#### Task brief
Copy every row below word for word, leaving out the picture.

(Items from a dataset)

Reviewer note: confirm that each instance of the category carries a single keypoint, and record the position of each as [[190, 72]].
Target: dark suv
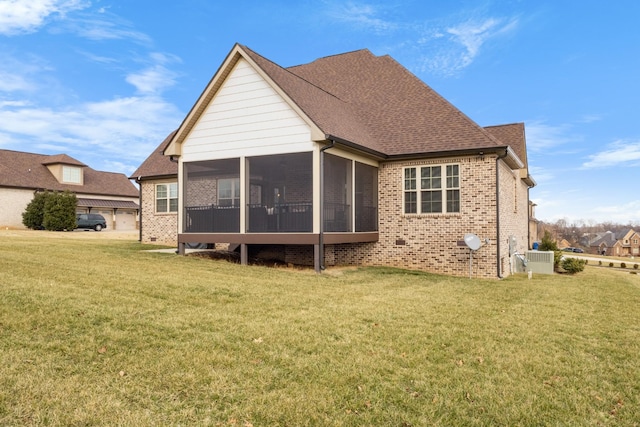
[[91, 221]]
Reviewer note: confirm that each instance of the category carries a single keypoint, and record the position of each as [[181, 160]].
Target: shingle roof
[[103, 203], [369, 102], [375, 102], [28, 170], [157, 164], [512, 135]]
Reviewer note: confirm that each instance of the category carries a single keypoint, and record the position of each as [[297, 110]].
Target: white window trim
[[168, 198], [71, 174], [419, 190]]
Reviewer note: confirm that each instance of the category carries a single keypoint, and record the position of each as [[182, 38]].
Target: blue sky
[[106, 81]]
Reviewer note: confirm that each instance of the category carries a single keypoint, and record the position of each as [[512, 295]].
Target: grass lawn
[[99, 332]]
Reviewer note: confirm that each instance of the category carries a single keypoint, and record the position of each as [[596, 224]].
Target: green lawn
[[99, 332]]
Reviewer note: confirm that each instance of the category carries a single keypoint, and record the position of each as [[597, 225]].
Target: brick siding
[[157, 228]]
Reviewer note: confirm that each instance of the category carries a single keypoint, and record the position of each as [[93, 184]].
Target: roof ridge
[[294, 74], [457, 111], [504, 124], [336, 55]]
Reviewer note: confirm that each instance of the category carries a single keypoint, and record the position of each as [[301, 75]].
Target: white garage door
[[108, 216], [125, 220]]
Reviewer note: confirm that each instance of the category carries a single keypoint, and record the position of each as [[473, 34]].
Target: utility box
[[540, 262]]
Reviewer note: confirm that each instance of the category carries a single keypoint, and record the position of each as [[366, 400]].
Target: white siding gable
[[246, 117]]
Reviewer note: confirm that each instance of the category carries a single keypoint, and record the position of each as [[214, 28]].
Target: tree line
[[575, 232]]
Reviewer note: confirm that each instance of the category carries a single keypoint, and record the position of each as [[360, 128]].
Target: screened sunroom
[[270, 199]]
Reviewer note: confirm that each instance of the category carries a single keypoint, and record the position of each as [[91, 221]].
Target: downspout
[[498, 260], [140, 211], [175, 160], [321, 237]]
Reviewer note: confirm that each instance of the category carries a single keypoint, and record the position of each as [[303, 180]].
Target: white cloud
[[620, 153], [154, 79], [455, 47], [472, 35], [25, 16], [120, 131], [106, 27], [542, 136], [362, 15]]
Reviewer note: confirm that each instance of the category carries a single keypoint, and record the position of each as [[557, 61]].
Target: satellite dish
[[472, 241]]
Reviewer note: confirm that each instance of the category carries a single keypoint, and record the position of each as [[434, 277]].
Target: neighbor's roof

#### Task solution
Reviewer note: confirm that each instance of the category carries a single keypoint, and record the position of each as [[190, 72]].
Target: dark suv
[[91, 221]]
Reviewer note: confirm that each instance of the category carries a single keypoint, and record the position of each as [[181, 160]].
Target: shingle roof
[[103, 203], [369, 102], [375, 102], [28, 170], [157, 164], [512, 135]]
Reviewer note: confirm that each instance of the category carries a single keypoint, and record the position of each as [[297, 110]].
Target: white window trim
[[168, 198], [71, 174], [419, 190]]
Reviewer note: confirm that each instance of the category carries a single keypoint, and record the position of each as [[182, 38]].
Target: blue sky
[[106, 81]]
Reviewer note: confirm that each instance of the category carries a single keypoint, and record the position of each as [[512, 295]].
Target: grass lawn
[[99, 332]]
Reviewer note: confirm that each instance of the category carries a single keypoint, and record the position of each as [[596, 224]].
Target: green lawn
[[99, 332]]
Reviewer note: confirm that each instance of the category carries a single keypoint, and record the position of each as [[597, 225]].
Target: brick siding
[[157, 228]]
Reviewer note: confirm that each instance of the category carries a single keypoint, and record the position of each as [[93, 184]].
Target: roof ridge
[[294, 74], [457, 111], [504, 124], [336, 55]]
Reviewer note: confirm that each instance of the category carries a single keypoint, and record the position of each as [[301, 75]].
Target: white garage door
[[108, 216], [125, 220]]
Reviewer note: confirm that each instance of the category carries a single keypoint, and record the position of each as [[473, 34]].
Target: utility box
[[540, 262]]
Reviewer note: confirm that each instance of the category carries a single keypoint, and record the position of each as [[366, 400]].
Target: white siding gable
[[246, 117]]
Reviewer note: confirm that each instance of the category carries a single keypoint, and record the position of each as [[214, 28]].
Target: tree line
[[575, 232]]
Reviewer note: confirm that each instance of the category carries a single keypoint, and record the position of each as [[360, 128]].
Target: screened sunroom
[[270, 199]]
Reviewer note: confirm that each instance of the category carries a single keypoint, and record the position of each as [[91, 221]].
Target: downspout
[[498, 260], [140, 211], [175, 160], [321, 237]]
Reviewer note: confirm that each instance of the category carries a single keypoint, and record the position of each as [[303, 180]].
Target: white cloud
[[620, 153], [154, 79], [455, 47], [472, 35], [25, 16], [120, 131], [106, 27], [542, 136], [362, 15]]
Reviewer note: confirm that each instance of the category carries a single keypoint, and record the position of each as [[557, 61]].
Target: satellite dish
[[472, 241]]
Reviewer note: confirm that each instance of the category carries a single keypoint, and record the position of each as [[434, 277]].
Target: neighbor's roof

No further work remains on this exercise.